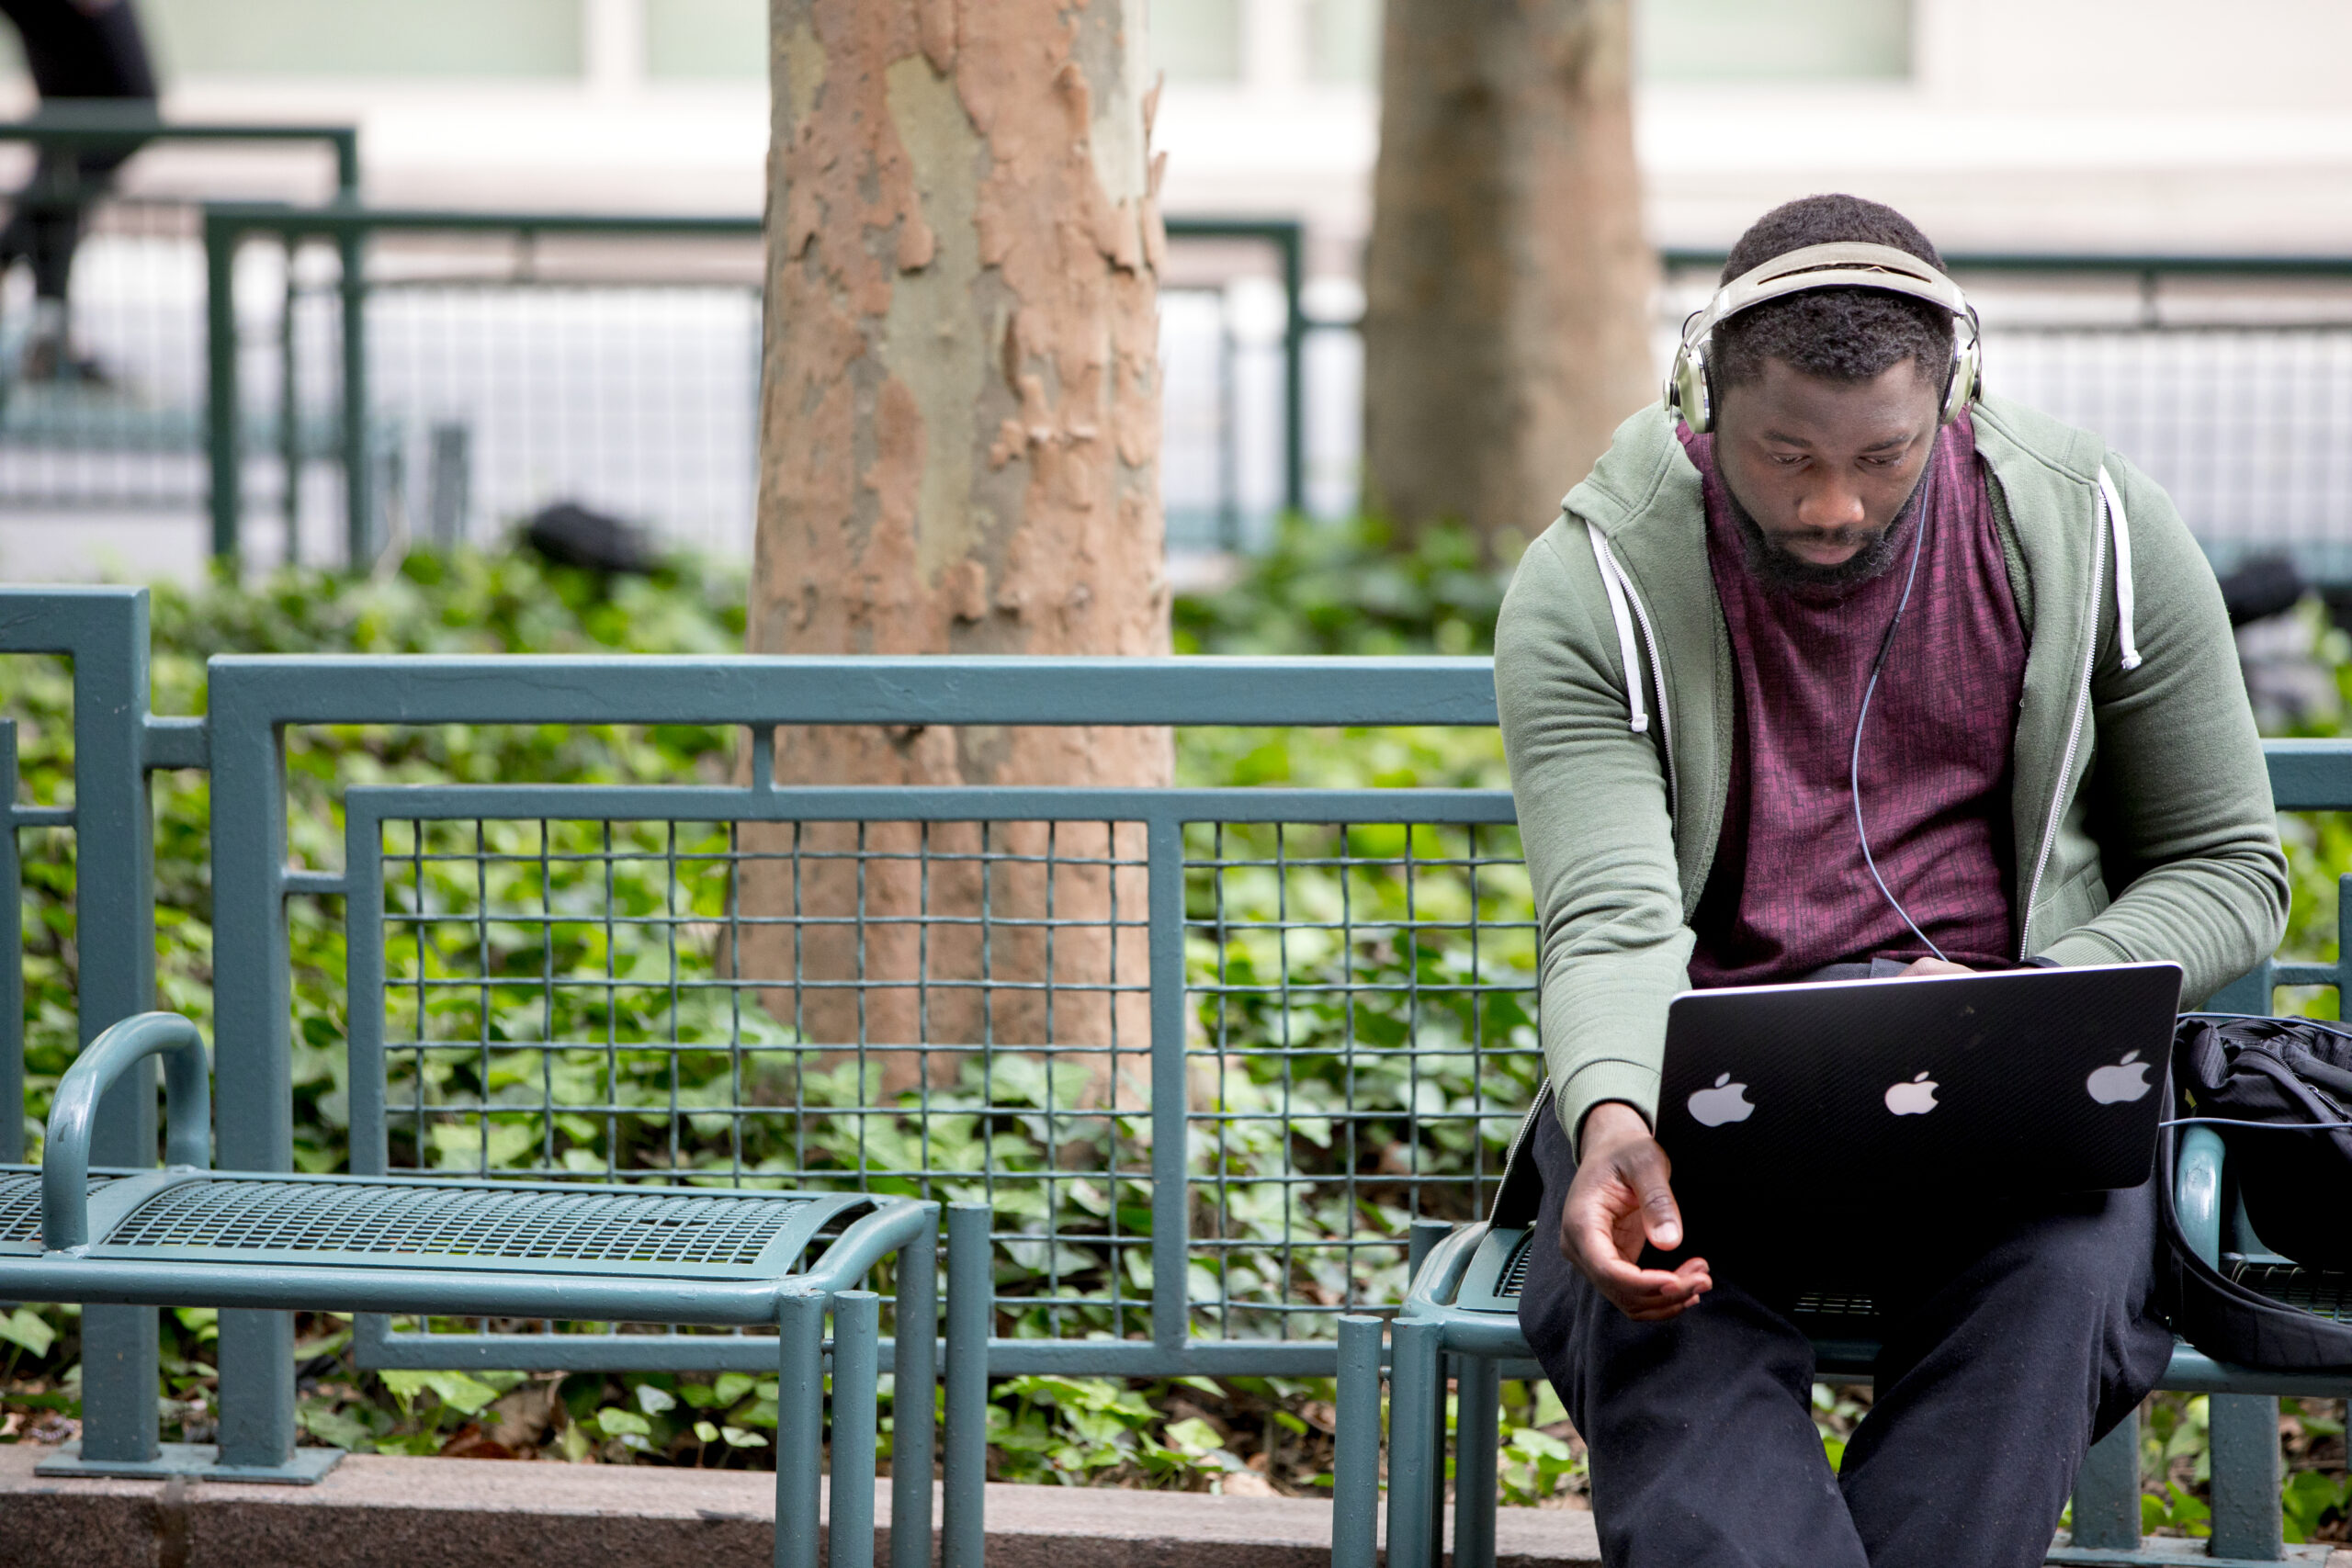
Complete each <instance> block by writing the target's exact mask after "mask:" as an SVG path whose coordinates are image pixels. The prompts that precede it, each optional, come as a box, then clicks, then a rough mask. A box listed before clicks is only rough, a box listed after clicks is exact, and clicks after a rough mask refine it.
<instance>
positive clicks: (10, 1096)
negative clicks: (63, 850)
mask: <svg viewBox="0 0 2352 1568" xmlns="http://www.w3.org/2000/svg"><path fill="white" fill-rule="evenodd" d="M0 788H7V797H0V1166H21V1164H24V882H21V870H24V867H21V863H19V860H16V719H0Z"/></svg>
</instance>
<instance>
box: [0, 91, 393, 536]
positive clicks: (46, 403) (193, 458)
mask: <svg viewBox="0 0 2352 1568" xmlns="http://www.w3.org/2000/svg"><path fill="white" fill-rule="evenodd" d="M0 143H28V146H33V148H38V150H40V153H45V155H47V153H75V150H106V153H125V150H141V148H179V146H205V148H247V150H268V148H320V150H325V153H327V155H329V158H332V167H334V172H332V179H334V190H336V200H339V202H358V195H360V136H358V129H355V127H348V125H299V122H285V125H275V122H242V120H240V122H181V120H165V118H160V115H158V113H155V110H153V106H146V103H115V101H54V103H45V106H42V108H40V113H35V115H33V118H28V120H9V122H0ZM14 195H16V200H35V202H49V205H73V207H92V209H96V212H101V214H103V221H101V223H99V226H96V233H94V235H85V244H89V242H96V244H111V242H122V240H132V242H146V244H148V249H155V247H158V244H160V247H165V252H162V254H146V252H139V254H136V266H134V268H132V266H118V268H115V273H118V275H129V273H136V275H139V277H143V280H146V292H143V294H139V296H134V299H113V296H108V301H106V303H108V310H106V320H103V322H101V324H103V331H101V336H103V339H106V341H103V343H101V346H99V348H101V355H103V371H106V376H108V383H103V386H92V388H82V386H78V383H75V376H71V374H68V376H66V378H64V383H61V386H56V388H47V386H31V383H26V381H24V378H21V376H19V367H16V364H14V357H12V360H9V362H5V364H0V496H5V498H7V501H9V503H14V505H19V508H42V510H49V508H103V510H155V508H176V505H186V503H191V501H195V498H200V489H193V487H191V473H195V461H198V458H200V456H202V451H200V447H198V430H200V423H202V416H200V409H198V404H200V400H202V386H200V383H191V386H186V388H181V386H179V376H176V371H183V369H188V360H193V357H195V355H198V353H200V350H202V341H200V339H198V341H174V339H172V334H174V327H176V322H174V320H172V313H169V308H167V306H165V301H169V299H176V296H188V294H195V292H200V289H202V277H200V275H195V273H193V268H195V266H198V256H195V252H193V249H186V252H181V249H174V247H172V242H174V237H176V235H179V230H186V237H191V240H193V230H195V202H193V200H186V197H167V195H139V197H125V195H120V193H118V190H115V179H113V176H106V179H96V181H85V179H80V176H78V174H75V169H73V165H71V160H49V162H42V165H40V167H38V169H35V181H33V183H28V186H26V188H21V190H19V193H14ZM118 230H120V233H118ZM181 266H188V268H191V273H186V275H181V273H179V268H181ZM158 268H160V270H162V275H153V273H155V270H158ZM343 268H346V273H350V275H355V277H358V275H362V273H365V268H362V252H360V249H358V240H353V242H348V249H346V254H343ZM78 294H80V292H78ZM118 294H120V289H118ZM87 315H89V313H87V310H82V313H78V336H82V339H85V343H87V336H89V334H87V320H80V317H87ZM115 317H120V320H115ZM19 339H21V334H7V336H5V339H0V350H7V353H9V355H14V353H16V348H19ZM289 442H292V437H287V440H285V442H280V444H289ZM181 454H183V456H186V461H181Z"/></svg>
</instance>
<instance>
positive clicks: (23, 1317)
mask: <svg viewBox="0 0 2352 1568" xmlns="http://www.w3.org/2000/svg"><path fill="white" fill-rule="evenodd" d="M0 1340H7V1342H9V1345H24V1347H26V1349H28V1352H33V1354H35V1356H47V1354H49V1345H54V1342H56V1331H54V1328H49V1326H47V1324H45V1321H40V1314H38V1312H33V1309H31V1307H16V1309H14V1312H9V1314H7V1316H0Z"/></svg>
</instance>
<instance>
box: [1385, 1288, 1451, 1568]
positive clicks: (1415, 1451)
mask: <svg viewBox="0 0 2352 1568" xmlns="http://www.w3.org/2000/svg"><path fill="white" fill-rule="evenodd" d="M1439 1335H1442V1328H1439V1326H1437V1324H1418V1321H1411V1319H1397V1324H1395V1326H1392V1331H1390V1371H1388V1387H1390V1399H1388V1568H1437V1552H1435V1549H1432V1540H1430V1537H1432V1533H1435V1528H1437V1497H1439V1495H1442V1493H1444V1446H1442V1443H1439V1441H1437V1422H1442V1420H1444V1413H1446V1392H1444V1387H1442V1385H1439V1378H1437V1373H1439V1361H1442V1356H1439V1347H1437V1340H1439ZM1432 1413H1435V1415H1432Z"/></svg>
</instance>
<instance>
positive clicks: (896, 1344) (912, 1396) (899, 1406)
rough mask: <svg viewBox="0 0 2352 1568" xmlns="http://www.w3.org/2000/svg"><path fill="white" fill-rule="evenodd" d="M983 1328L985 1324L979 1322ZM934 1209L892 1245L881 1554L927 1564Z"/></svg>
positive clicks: (891, 1559)
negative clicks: (982, 1326) (911, 1228)
mask: <svg viewBox="0 0 2352 1568" xmlns="http://www.w3.org/2000/svg"><path fill="white" fill-rule="evenodd" d="M983 1333H985V1326H983ZM936 1389H938V1211H936V1208H934V1211H931V1218H929V1220H924V1227H922V1234H920V1237H917V1239H915V1241H910V1244H908V1246H903V1248H901V1251H898V1312H896V1319H894V1321H891V1443H889V1476H891V1481H889V1561H891V1568H931V1455H934V1453H936V1450H938V1408H936V1406H934V1399H936Z"/></svg>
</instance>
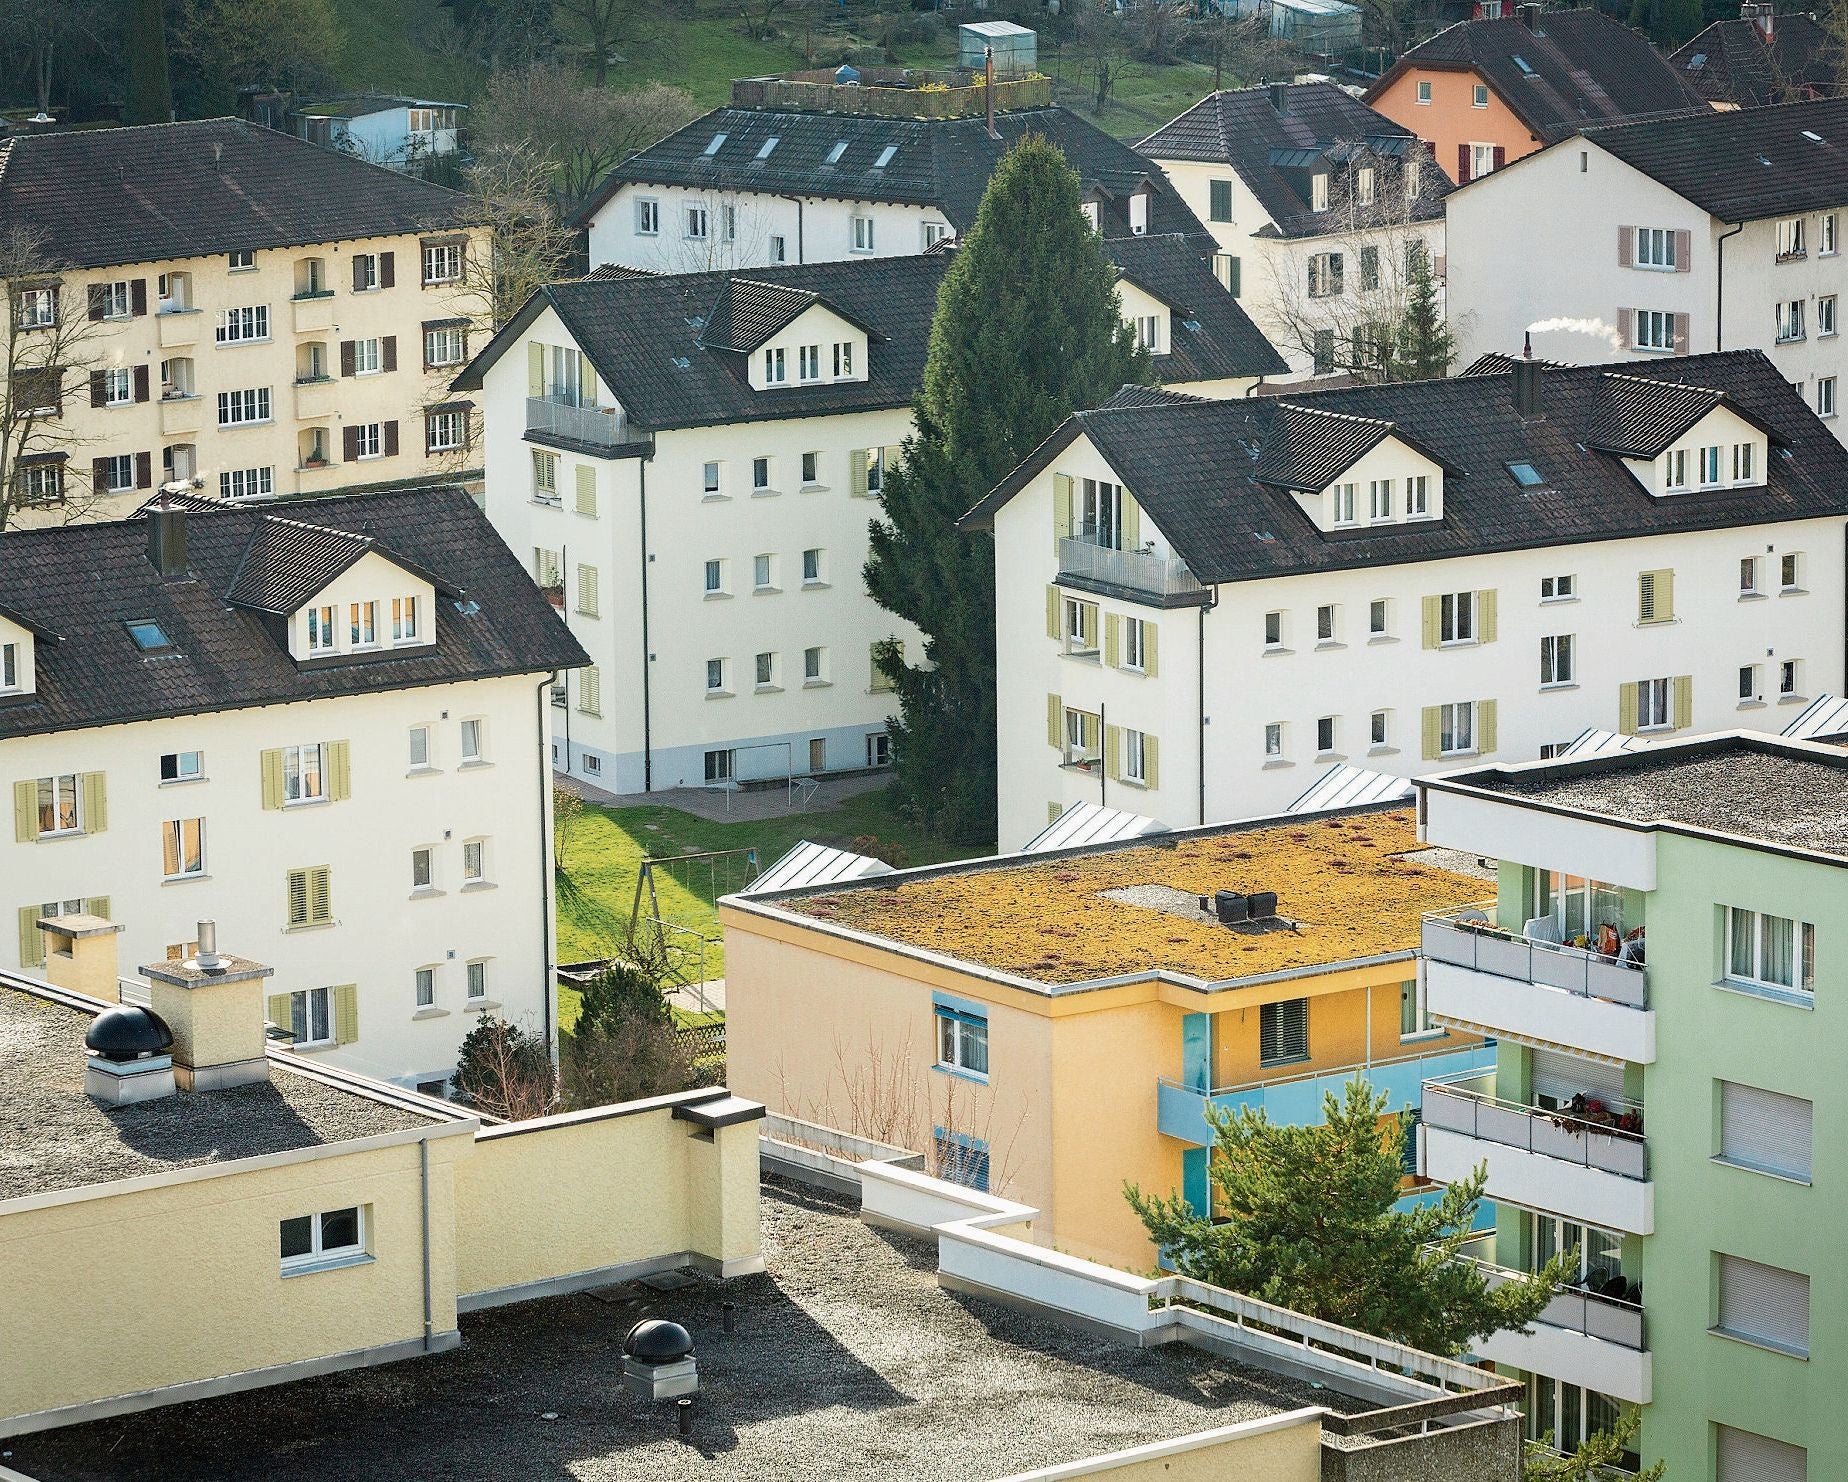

==================================================

* [Exercise goal]
Transcribe the material as is, with images omitted.

* [Finished task]
Complete each <instance> block by writing the target's exact mask after "mask:" as an SVG path whose coordinates are image pixels. The prompts that precede it, each optional, come as a box, then clicks, then a rough mask. A box listed before clicks is only rough, a box listed after clicks is exact, and clicks after a rough mask refine it.
<instance>
positive clicks: (10, 1096)
negative clicks: (63, 850)
mask: <svg viewBox="0 0 2352 1568" xmlns="http://www.w3.org/2000/svg"><path fill="white" fill-rule="evenodd" d="M0 788H7V797H0V1166H21V1164H24V882H21V870H24V867H21V863H19V860H16V719H0Z"/></svg>
</instance>
<instance>
box: [0, 91, 393, 536]
positive clicks: (46, 403) (193, 458)
mask: <svg viewBox="0 0 2352 1568" xmlns="http://www.w3.org/2000/svg"><path fill="white" fill-rule="evenodd" d="M0 143H28V146H33V148H38V150H40V153H45V155H47V153H75V150H106V153H125V150H141V148H179V146H205V148H247V150H268V148H320V150H325V153H327V155H329V158H332V167H334V172H332V179H334V190H336V200H339V202H358V195H360V136H358V129H355V127H348V125H299V122H285V125H275V122H242V120H240V122H181V120H165V118H160V115H158V113H155V110H153V106H146V103H115V101H54V103H45V106H42V108H40V113H35V115H33V118H28V120H9V122H0ZM14 195H16V200H35V202H49V205H73V207H92V209H96V212H101V214H103V221H101V223H99V226H96V233H94V235H85V244H89V242H96V244H111V242H122V240H132V242H146V244H148V249H155V247H158V244H160V247H165V252H162V254H146V252H139V254H136V266H134V268H132V266H118V268H115V273H118V275H129V273H136V275H139V277H143V280H146V292H143V294H139V296H134V299H113V296H108V301H106V303H108V310H106V320H103V322H101V324H103V331H101V336H103V339H106V341H103V343H101V346H99V348H101V355H103V371H106V376H108V383H103V386H92V388H82V386H78V383H75V376H71V374H68V376H66V378H64V383H61V386H56V388H47V386H31V383H26V381H24V378H21V376H19V367H16V364H14V357H12V360H9V362H5V364H0V496H5V498H7V501H9V503H14V505H19V508H42V510H49V508H103V510H155V508H176V505H186V503H191V501H195V498H200V489H193V487H191V473H195V461H198V458H200V456H202V451H200V447H198V430H200V423H202V416H200V409H198V404H200V400H202V386H200V383H191V386H186V388H181V386H179V376H176V371H183V369H188V360H193V357H195V355H198V353H200V350H202V341H200V339H198V341H174V339H172V334H174V327H176V322H174V320H172V313H169V308H167V306H165V301H169V299H176V296H188V294H195V292H200V289H202V277H200V275H195V273H193V268H195V266H198V256H195V252H193V249H186V252H181V249H174V247H172V242H174V237H176V235H179V230H186V237H191V240H193V230H195V202H193V200H186V197H167V195H139V197H125V195H120V193H118V190H115V179H113V176H106V179H96V181H85V179H80V176H78V174H75V169H73V165H71V160H49V162H42V165H40V167H38V169H35V181H33V183H28V186H26V188H21V190H19V193H14ZM118 230H120V233H118ZM181 266H188V268H191V273H186V275H181V273H179V268H181ZM158 268H160V270H162V275H153V273H155V270H158ZM343 268H346V273H350V275H355V277H358V275H362V273H365V268H362V252H360V249H358V240H353V242H348V249H346V254H343ZM78 294H80V292H78ZM118 294H120V289H118ZM87 315H89V313H87V310H82V313H78V336H82V339H85V343H87V336H89V334H87V320H80V317H87ZM115 317H120V320H115ZM19 339H21V334H7V336H5V339H0V350H7V353H9V355H14V353H16V348H19ZM289 442H292V437H287V440H285V442H280V444H289ZM181 454H183V456H186V461H181Z"/></svg>
</instance>
<instance>
positive clicks: (23, 1317)
mask: <svg viewBox="0 0 2352 1568" xmlns="http://www.w3.org/2000/svg"><path fill="white" fill-rule="evenodd" d="M0 1340H7V1342H9V1345H24V1347H26V1349H28V1352H33V1354H35V1356H47V1354H49V1345H54V1342H56V1331H54V1328H49V1326H47V1324H45V1321H40V1314H38V1312H33V1309H31V1307H16V1309H14V1312H9V1314H7V1316H0Z"/></svg>
</instance>
<instance>
box: [1385, 1288, 1451, 1568]
positive clicks: (1415, 1451)
mask: <svg viewBox="0 0 2352 1568" xmlns="http://www.w3.org/2000/svg"><path fill="white" fill-rule="evenodd" d="M1439 1335H1442V1328H1439V1326H1437V1324H1418V1321H1411V1319H1397V1324H1395V1326H1392V1331H1390V1371H1388V1387H1390V1399H1388V1568H1437V1552H1435V1549H1432V1540H1430V1537H1432V1533H1435V1528H1437V1497H1439V1495H1442V1493H1444V1446H1442V1443H1439V1441H1437V1422H1442V1420H1444V1413H1446V1392H1444V1387H1442V1385H1439V1378H1437V1373H1439V1361H1442V1356H1439V1347H1437V1340H1439ZM1432 1413H1435V1415H1432Z"/></svg>
</instance>
<instance>
positive clicks: (896, 1344) (912, 1396) (899, 1406)
rough mask: <svg viewBox="0 0 2352 1568" xmlns="http://www.w3.org/2000/svg"><path fill="white" fill-rule="evenodd" d="M983 1328L985 1324L979 1322ZM934 1209L892 1245L881 1554L927 1564Z"/></svg>
positive clicks: (891, 1559)
negative clicks: (982, 1326) (911, 1228)
mask: <svg viewBox="0 0 2352 1568" xmlns="http://www.w3.org/2000/svg"><path fill="white" fill-rule="evenodd" d="M983 1333H985V1326H983ZM936 1389H938V1211H936V1208H934V1211H931V1218H929V1220H924V1227H922V1234H920V1237H917V1239H915V1241H910V1244H908V1246H903V1248H901V1251H898V1312H896V1319H894V1321H891V1443H889V1476H891V1481H889V1561H891V1568H931V1455H934V1453H936V1450H938V1408H936V1406H934V1399H936Z"/></svg>
</instance>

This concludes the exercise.